* Begin Material provided *
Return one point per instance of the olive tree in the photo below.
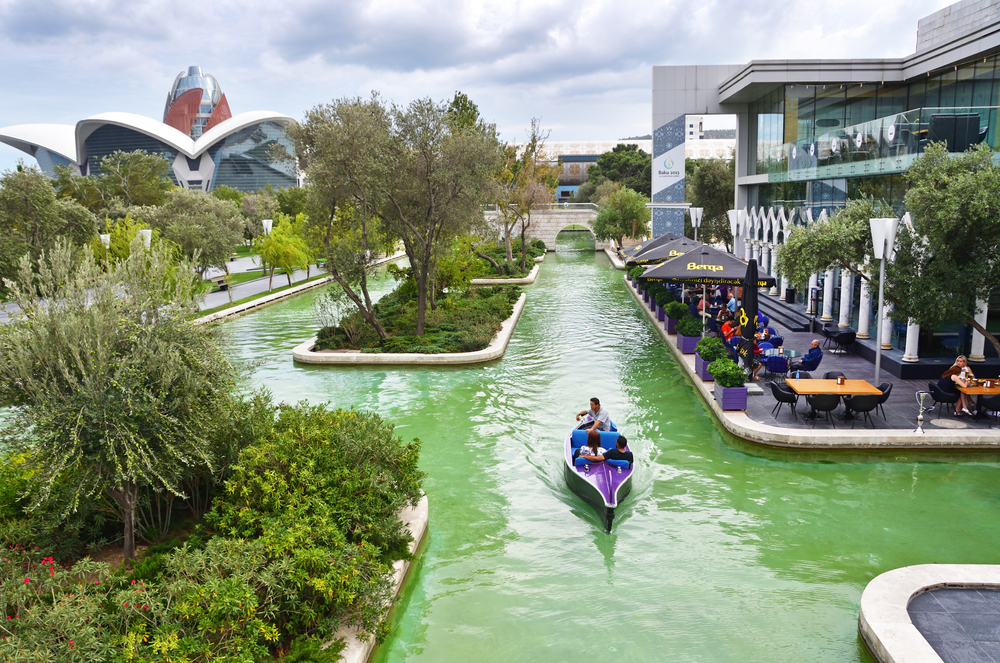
(112, 388)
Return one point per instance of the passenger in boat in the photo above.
(600, 416)
(593, 447)
(613, 454)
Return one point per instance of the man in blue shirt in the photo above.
(810, 357)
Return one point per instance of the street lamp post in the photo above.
(696, 213)
(883, 240)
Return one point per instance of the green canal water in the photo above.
(723, 552)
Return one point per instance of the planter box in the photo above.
(731, 398)
(701, 368)
(686, 344)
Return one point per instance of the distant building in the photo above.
(205, 144)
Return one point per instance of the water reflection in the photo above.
(724, 551)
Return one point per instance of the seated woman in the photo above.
(593, 447)
(958, 376)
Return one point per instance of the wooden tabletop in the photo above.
(979, 390)
(849, 388)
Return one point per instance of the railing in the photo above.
(556, 207)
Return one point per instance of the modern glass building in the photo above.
(205, 144)
(813, 134)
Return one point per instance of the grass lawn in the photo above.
(258, 296)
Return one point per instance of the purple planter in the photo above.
(701, 368)
(731, 398)
(687, 344)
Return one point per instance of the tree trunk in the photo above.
(126, 499)
(421, 277)
(490, 260)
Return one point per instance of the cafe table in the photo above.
(777, 352)
(981, 391)
(849, 388)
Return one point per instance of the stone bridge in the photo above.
(548, 221)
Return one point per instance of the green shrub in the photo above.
(689, 326)
(664, 297)
(711, 348)
(321, 492)
(677, 310)
(727, 373)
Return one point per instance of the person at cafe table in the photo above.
(813, 355)
(958, 376)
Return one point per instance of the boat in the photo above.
(603, 483)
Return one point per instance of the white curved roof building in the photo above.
(246, 152)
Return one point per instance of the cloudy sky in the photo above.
(582, 66)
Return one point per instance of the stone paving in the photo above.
(900, 409)
(962, 625)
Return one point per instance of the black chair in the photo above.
(784, 395)
(886, 389)
(991, 404)
(941, 396)
(863, 404)
(845, 340)
(824, 403)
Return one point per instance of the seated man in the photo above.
(613, 454)
(600, 416)
(810, 357)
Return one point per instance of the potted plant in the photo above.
(675, 311)
(688, 333)
(708, 350)
(729, 381)
(662, 297)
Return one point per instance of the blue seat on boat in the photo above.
(608, 438)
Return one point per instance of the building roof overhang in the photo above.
(58, 138)
(71, 142)
(760, 77)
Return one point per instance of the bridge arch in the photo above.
(546, 222)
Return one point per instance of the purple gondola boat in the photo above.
(602, 484)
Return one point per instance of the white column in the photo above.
(912, 341)
(828, 297)
(846, 295)
(978, 340)
(813, 282)
(887, 327)
(864, 311)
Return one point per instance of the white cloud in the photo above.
(584, 67)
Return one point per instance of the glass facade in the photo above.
(250, 159)
(820, 145)
(111, 137)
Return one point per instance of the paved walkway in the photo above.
(962, 625)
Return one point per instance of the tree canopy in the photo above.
(112, 388)
(712, 186)
(626, 165)
(623, 213)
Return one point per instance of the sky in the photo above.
(583, 67)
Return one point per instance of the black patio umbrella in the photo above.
(663, 252)
(705, 265)
(747, 315)
(645, 246)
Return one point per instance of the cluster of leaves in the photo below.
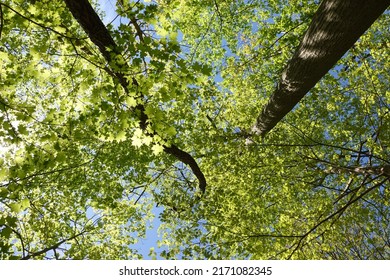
(79, 177)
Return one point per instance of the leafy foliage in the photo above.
(79, 176)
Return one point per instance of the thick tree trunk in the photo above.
(335, 27)
(83, 12)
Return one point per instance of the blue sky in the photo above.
(144, 245)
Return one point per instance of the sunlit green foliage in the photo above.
(79, 178)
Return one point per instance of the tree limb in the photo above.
(83, 12)
(335, 27)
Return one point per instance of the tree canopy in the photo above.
(100, 124)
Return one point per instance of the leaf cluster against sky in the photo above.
(87, 135)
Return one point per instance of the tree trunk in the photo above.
(335, 27)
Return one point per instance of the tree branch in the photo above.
(83, 12)
(335, 27)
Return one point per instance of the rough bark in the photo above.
(335, 27)
(84, 13)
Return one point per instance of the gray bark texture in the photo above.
(334, 29)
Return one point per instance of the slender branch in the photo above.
(83, 12)
(341, 210)
(53, 247)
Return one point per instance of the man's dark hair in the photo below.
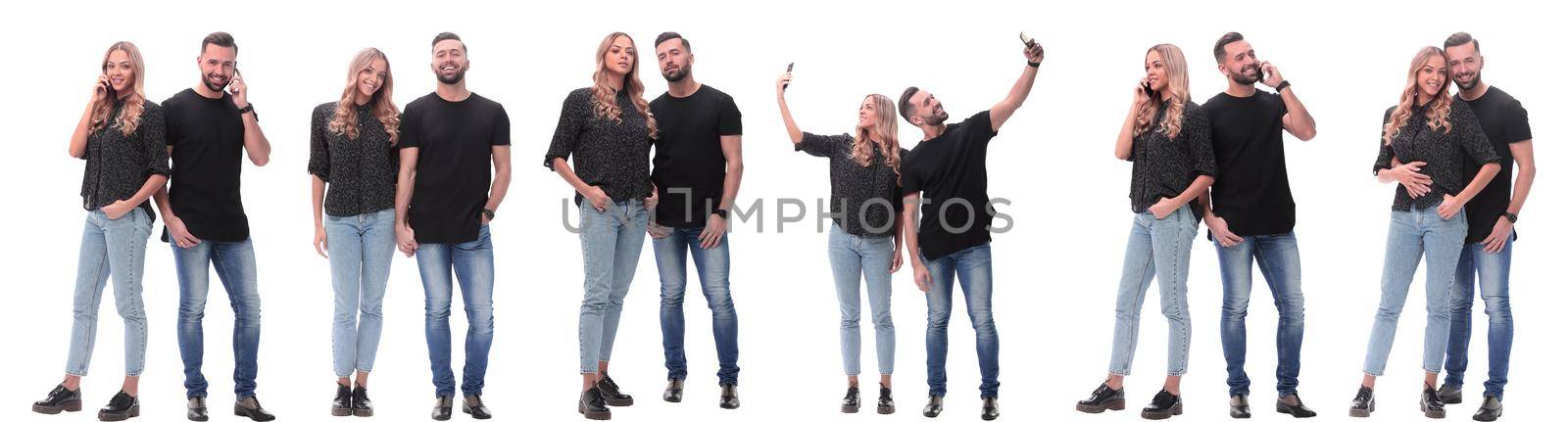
(671, 35)
(1225, 39)
(221, 39)
(1460, 39)
(904, 102)
(444, 36)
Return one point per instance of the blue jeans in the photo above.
(1494, 270)
(972, 270)
(1156, 248)
(474, 262)
(235, 267)
(360, 250)
(110, 248)
(1410, 236)
(612, 242)
(712, 268)
(1280, 260)
(854, 256)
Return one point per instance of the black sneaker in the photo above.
(933, 406)
(885, 400)
(674, 391)
(1241, 408)
(1431, 405)
(1164, 405)
(443, 409)
(852, 400)
(592, 405)
(1291, 403)
(1490, 408)
(59, 400)
(1104, 399)
(1363, 403)
(120, 408)
(474, 406)
(361, 401)
(1450, 394)
(612, 393)
(251, 408)
(728, 398)
(344, 401)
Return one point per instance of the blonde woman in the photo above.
(1167, 140)
(352, 150)
(866, 237)
(122, 140)
(608, 132)
(1424, 142)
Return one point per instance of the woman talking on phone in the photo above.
(122, 140)
(866, 234)
(1167, 140)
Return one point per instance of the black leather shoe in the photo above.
(196, 408)
(361, 401)
(1241, 408)
(344, 401)
(251, 408)
(885, 400)
(612, 393)
(728, 398)
(1164, 405)
(674, 391)
(474, 406)
(988, 408)
(1431, 405)
(592, 405)
(1364, 403)
(1104, 399)
(852, 400)
(120, 408)
(443, 409)
(933, 406)
(1291, 403)
(59, 400)
(1450, 394)
(1490, 408)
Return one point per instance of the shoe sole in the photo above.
(129, 413)
(1113, 405)
(74, 405)
(1162, 414)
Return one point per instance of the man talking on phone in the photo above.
(208, 129)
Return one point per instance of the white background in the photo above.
(1055, 271)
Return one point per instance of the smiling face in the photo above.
(449, 60)
(122, 70)
(217, 67)
(674, 60)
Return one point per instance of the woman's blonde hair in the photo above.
(604, 96)
(345, 121)
(1437, 110)
(1175, 82)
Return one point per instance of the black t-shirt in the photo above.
(1251, 190)
(204, 190)
(454, 173)
(687, 154)
(1504, 121)
(951, 169)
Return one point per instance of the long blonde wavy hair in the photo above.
(883, 135)
(1437, 110)
(604, 96)
(1176, 82)
(345, 121)
(130, 115)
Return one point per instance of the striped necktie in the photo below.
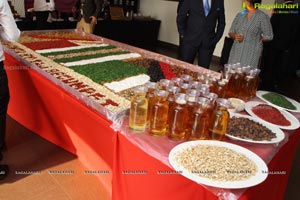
(206, 7)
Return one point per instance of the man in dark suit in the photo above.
(281, 55)
(89, 13)
(201, 25)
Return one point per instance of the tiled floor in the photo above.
(27, 151)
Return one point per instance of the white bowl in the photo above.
(237, 105)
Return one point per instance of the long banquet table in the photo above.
(137, 164)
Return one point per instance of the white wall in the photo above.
(166, 12)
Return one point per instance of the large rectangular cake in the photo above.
(98, 71)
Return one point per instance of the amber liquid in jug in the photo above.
(138, 110)
(158, 115)
(177, 118)
(219, 120)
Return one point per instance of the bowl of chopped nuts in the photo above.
(237, 105)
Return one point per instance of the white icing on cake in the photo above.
(69, 48)
(118, 86)
(102, 59)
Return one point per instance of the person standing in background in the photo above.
(90, 10)
(180, 39)
(10, 32)
(43, 9)
(200, 25)
(249, 29)
(281, 56)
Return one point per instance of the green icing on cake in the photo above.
(109, 71)
(86, 57)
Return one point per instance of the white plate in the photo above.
(260, 94)
(259, 177)
(278, 132)
(288, 116)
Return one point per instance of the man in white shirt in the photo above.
(42, 9)
(10, 32)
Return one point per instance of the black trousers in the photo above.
(41, 20)
(4, 99)
(188, 54)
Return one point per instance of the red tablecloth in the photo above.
(49, 111)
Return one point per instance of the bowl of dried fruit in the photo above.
(237, 105)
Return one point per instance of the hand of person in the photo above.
(239, 37)
(94, 20)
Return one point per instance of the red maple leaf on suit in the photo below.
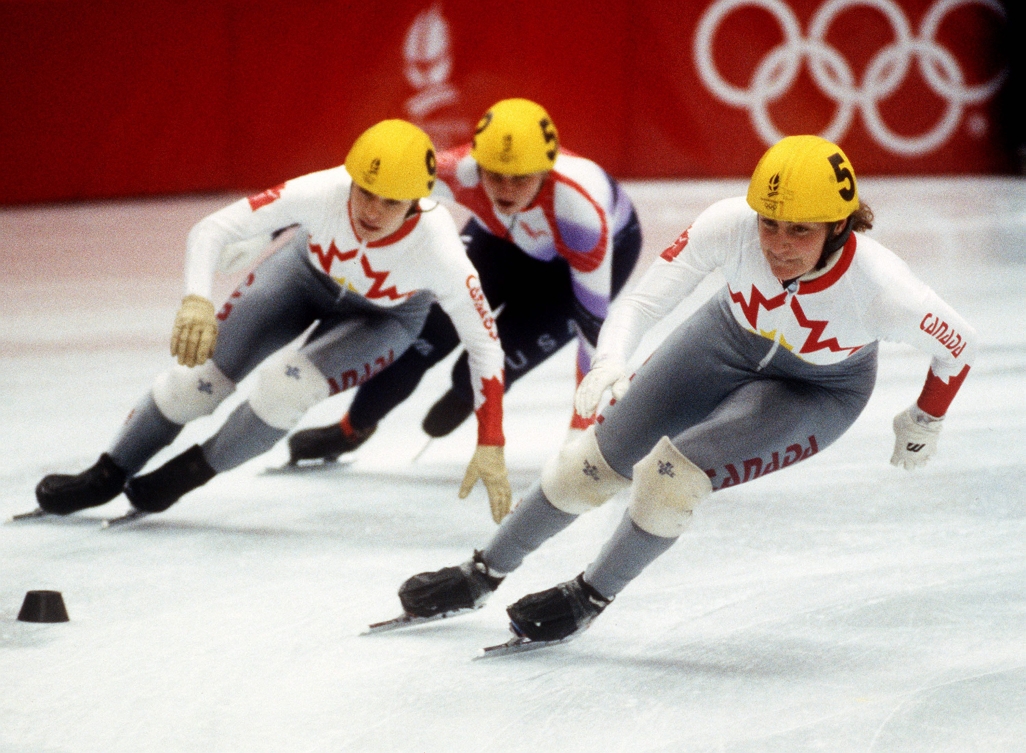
(377, 291)
(332, 252)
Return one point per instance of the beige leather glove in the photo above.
(488, 464)
(603, 375)
(195, 331)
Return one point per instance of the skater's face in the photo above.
(511, 194)
(793, 248)
(375, 216)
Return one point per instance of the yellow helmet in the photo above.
(516, 137)
(803, 180)
(393, 159)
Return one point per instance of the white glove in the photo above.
(915, 437)
(195, 331)
(603, 375)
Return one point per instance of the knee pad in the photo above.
(286, 387)
(183, 393)
(667, 486)
(579, 478)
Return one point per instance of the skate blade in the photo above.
(305, 467)
(409, 621)
(518, 644)
(31, 515)
(129, 517)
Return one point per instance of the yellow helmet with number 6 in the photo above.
(515, 137)
(393, 159)
(803, 179)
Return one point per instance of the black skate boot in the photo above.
(62, 494)
(448, 412)
(157, 490)
(326, 442)
(557, 612)
(450, 589)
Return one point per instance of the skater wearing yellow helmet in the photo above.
(367, 255)
(767, 373)
(553, 238)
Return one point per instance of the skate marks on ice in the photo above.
(304, 468)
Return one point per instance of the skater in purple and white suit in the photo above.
(768, 372)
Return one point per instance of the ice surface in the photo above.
(842, 605)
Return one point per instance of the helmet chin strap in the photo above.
(835, 243)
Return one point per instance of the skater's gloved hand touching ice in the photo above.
(488, 464)
(195, 331)
(915, 437)
(605, 374)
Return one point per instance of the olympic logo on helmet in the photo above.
(832, 74)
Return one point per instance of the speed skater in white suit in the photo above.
(367, 255)
(765, 374)
(553, 238)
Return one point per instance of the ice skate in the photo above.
(326, 442)
(448, 590)
(155, 491)
(447, 413)
(63, 494)
(558, 612)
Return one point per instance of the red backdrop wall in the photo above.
(120, 98)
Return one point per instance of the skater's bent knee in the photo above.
(579, 478)
(286, 387)
(667, 487)
(184, 393)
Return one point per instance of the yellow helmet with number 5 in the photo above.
(393, 159)
(515, 137)
(803, 179)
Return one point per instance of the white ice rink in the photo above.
(841, 605)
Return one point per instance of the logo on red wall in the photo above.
(428, 66)
(859, 81)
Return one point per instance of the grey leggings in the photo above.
(352, 340)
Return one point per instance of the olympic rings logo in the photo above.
(832, 74)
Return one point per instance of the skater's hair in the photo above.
(862, 219)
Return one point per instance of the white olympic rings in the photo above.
(831, 72)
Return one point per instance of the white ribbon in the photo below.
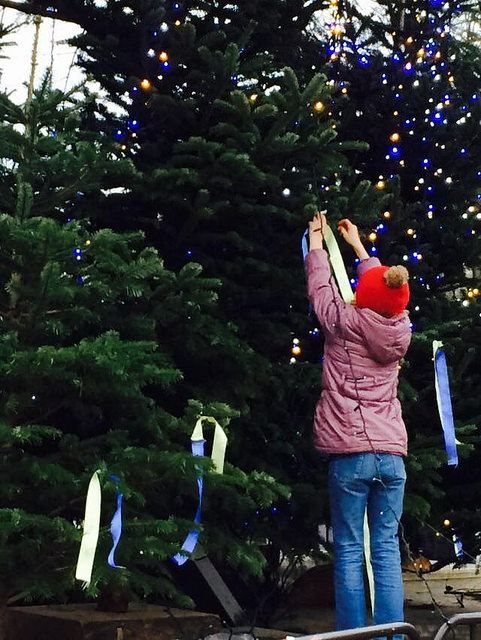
* End Material provided *
Task objective: Copy out, word for word, everything from the line containing "Return one point per instance of the skater's gloved" down to the end of the entries, omitting the pictures.

Task solution:
Return one point per instance of the skater's gloved hand touching ice in the photo above.
(488, 464)
(195, 331)
(915, 437)
(605, 374)
Return one point per instance of the olympic logo on helmet in the photo above.
(832, 74)
Return one point per instance of the speed skater in white suit in the photo above.
(367, 255)
(765, 374)
(553, 238)
Return one point per instance of the ice skate in the photo above.
(326, 442)
(448, 590)
(155, 491)
(447, 413)
(63, 494)
(558, 612)
Return one point per instance of the red backdrop wall in the photo above.
(120, 98)
Return one point per instance of the skater's bent knee in the photo above.
(579, 478)
(286, 387)
(667, 487)
(184, 393)
Return one point per instance of the yellow helmet with number 5 in the photo above.
(393, 159)
(515, 137)
(803, 179)
Return one point per instance of the white ice rink in the photo above.
(841, 605)
Return one point per instance of the logo on red wall in the photo above.
(428, 66)
(859, 81)
Return one point per instance of the grey leggings in the photo above.
(352, 340)
Return one point per instance of the olympic rings logo in the photo above.
(832, 74)
Return one point per instance of the skater's hair in the photo above.
(862, 219)
Return one point per instance of the white olympic rings in the photo above.
(831, 72)
Return one point per instance of the white ribbon in the photo below.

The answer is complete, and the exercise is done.